**Directions for this task:** Provide the entries once more, identical in every word.

● ● ● ● ● ● ●

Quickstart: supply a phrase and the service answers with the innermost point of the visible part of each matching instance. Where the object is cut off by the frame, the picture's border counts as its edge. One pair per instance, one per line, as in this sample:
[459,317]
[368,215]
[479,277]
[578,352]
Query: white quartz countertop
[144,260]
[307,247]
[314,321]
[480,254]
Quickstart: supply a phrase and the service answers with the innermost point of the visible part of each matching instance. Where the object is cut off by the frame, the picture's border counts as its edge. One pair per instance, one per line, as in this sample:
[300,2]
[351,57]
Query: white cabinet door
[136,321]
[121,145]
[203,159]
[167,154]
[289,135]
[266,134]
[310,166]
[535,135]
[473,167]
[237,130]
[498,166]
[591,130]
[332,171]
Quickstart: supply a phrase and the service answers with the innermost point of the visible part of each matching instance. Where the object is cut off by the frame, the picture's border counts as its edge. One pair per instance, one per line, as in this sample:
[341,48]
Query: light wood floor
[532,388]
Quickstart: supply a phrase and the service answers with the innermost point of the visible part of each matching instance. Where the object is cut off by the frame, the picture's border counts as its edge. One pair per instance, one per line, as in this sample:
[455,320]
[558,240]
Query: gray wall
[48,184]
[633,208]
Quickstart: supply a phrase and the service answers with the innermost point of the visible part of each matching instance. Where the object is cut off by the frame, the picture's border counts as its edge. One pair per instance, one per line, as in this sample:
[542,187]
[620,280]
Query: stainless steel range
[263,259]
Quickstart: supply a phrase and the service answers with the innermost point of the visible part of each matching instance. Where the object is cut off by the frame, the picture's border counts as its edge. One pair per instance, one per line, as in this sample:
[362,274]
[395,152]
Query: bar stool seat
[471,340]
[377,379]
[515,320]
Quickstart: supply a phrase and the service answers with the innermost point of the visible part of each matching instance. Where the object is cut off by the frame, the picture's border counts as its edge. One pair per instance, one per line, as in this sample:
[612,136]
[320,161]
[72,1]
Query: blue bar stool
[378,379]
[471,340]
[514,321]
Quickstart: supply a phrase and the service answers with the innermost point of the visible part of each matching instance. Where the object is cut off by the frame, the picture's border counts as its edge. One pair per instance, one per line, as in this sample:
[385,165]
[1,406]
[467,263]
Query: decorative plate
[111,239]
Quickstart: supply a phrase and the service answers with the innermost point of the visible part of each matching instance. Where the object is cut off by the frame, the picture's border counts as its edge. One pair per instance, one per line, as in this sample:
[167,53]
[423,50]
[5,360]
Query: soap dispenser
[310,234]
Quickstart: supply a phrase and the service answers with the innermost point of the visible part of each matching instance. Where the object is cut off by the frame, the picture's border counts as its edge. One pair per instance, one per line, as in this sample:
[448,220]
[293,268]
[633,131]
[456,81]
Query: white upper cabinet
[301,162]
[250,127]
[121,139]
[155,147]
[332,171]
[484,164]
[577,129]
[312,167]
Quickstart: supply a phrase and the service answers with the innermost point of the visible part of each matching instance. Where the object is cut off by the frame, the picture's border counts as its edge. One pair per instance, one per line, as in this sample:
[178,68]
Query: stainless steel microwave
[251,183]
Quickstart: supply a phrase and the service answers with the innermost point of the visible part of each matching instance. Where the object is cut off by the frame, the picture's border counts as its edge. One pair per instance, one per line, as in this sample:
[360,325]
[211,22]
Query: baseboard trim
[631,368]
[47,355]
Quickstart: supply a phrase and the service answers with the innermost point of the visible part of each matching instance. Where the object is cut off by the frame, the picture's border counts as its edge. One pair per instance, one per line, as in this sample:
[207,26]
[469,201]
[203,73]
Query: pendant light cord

● ● ● ● ● ● ●

**Result for this task:**
Quickstart: supply a phrase and the service answers with the innermost point of the visible part of each matching instance. Where the object is cut off by the frame, the picture's border counts as its edge. One pair per instance, one per line, as in this sample:
[459,317]
[368,215]
[479,277]
[578,352]
Query: white quartz countertop
[144,260]
[307,247]
[314,321]
[480,254]
Quickstart: supply a phrase and the service answers with the innermost point of the visible part of each matching instance. Where the object is cut off by the frame, the picture's border counts as its edge. One pair per instance, one per line, as in this sample:
[300,2]
[351,57]
Query: white cabinet door
[136,321]
[121,145]
[203,159]
[167,154]
[289,135]
[266,134]
[310,166]
[535,135]
[473,167]
[237,130]
[498,166]
[591,130]
[332,171]
Quickstart: supply a phrase and the service answers with the innermost point of the visible part of each matching instance. Where the object is cut off by the frame, the picture's border counts as its edge. One pair per instance, one per line, as in this sample:
[341,48]
Query: light wood floor
[532,388]
Quickstart: supply a phrase and the service answers with the innermost point of the visible part of each matching instance. Where the object is cut off by the frame, the picture's border counts as its edge. One pair per instance, one per line, as in this sample:
[455,320]
[558,240]
Query: gray wall
[48,184]
[633,208]
Quickstart: supply a phrase and the service answers with the innermost point of the visible part of each matching instance. Where the object is cut off by the frame, the picture's border counts as its edge. One pair per instance, one per line, as in this sample:
[542,187]
[620,280]
Query: stainless steel range
[263,259]
Quickstart: supply a phrase and the service answers with the innermost point of the visible part of each matching instance. Where the object is cut off by the frame, the picture's border counts as its edge. One pair per instance, one per line, as in this sample:
[362,274]
[395,152]
Query: bar stool seat
[471,340]
[377,379]
[515,320]
Quickstart: supply a phrase and the service answers with the innermost point of the visible part of each matching instance. Where the object is cut off by the frame, the picture's border counts as its edge. One pair per instance, one per line, as in this sample:
[612,136]
[320,161]
[72,1]
Query: blue bar stool
[378,379]
[471,340]
[514,321]
Quickstart: supply a phrase and the service answers with the innermost point of the visible part of each matching instance. Where the object is cut off by the frame, the picture's border counts as its edge. One pair per instance, one per line, as in this sample:
[385,165]
[1,406]
[467,263]
Query: decorative plate
[111,239]
Quickstart: supply a phrase and the service answers with the innermost point of the visible part of each matching instance. Where the object is cut off by the frame, the picture's border counts as its edge. One pair per instance, one per line, as in this sample:
[167,53]
[423,50]
[5,360]
Query: soap dispenser
[310,234]
Quickstart: supply a phrase and the service answers with the innermost point of the visible part of each matching instance. Where the object is cut off by the frame, the picture's border counts as its edge. One pair per instance, one per line, as in this sample:
[448,220]
[293,268]
[633,131]
[456,81]
Query: white upper cabinet
[301,162]
[250,127]
[121,139]
[155,147]
[332,171]
[484,164]
[577,129]
[312,167]
Quickstart: supply a phrase and the service answers with the innermost point of the visible part of each matching instance. Where the object is cut off by the frame, the picture's border counts as its edge. One pair per instance, one per line, as in this sample:
[178,68]
Query: stainless steel microwave
[251,183]
Quickstart: supply a phrase and the service answers with the innermost point of the visible part of each matching instance. Where the object is cut off by the frame, the picture's border counts as its edge. One pair per instance, one per line, as in this sample:
[360,325]
[211,22]
Query: baseboard trim
[631,368]
[47,355]
Quickstart: supply a phrase and the service answers with the innermost point of the visible part of each matching instance. Where the object is cut off by the frame, the picture's border counts as its edge. One pair per instance, one per line, as in this sample:
[207,26]
[469,201]
[203,73]
Query: pendant light cord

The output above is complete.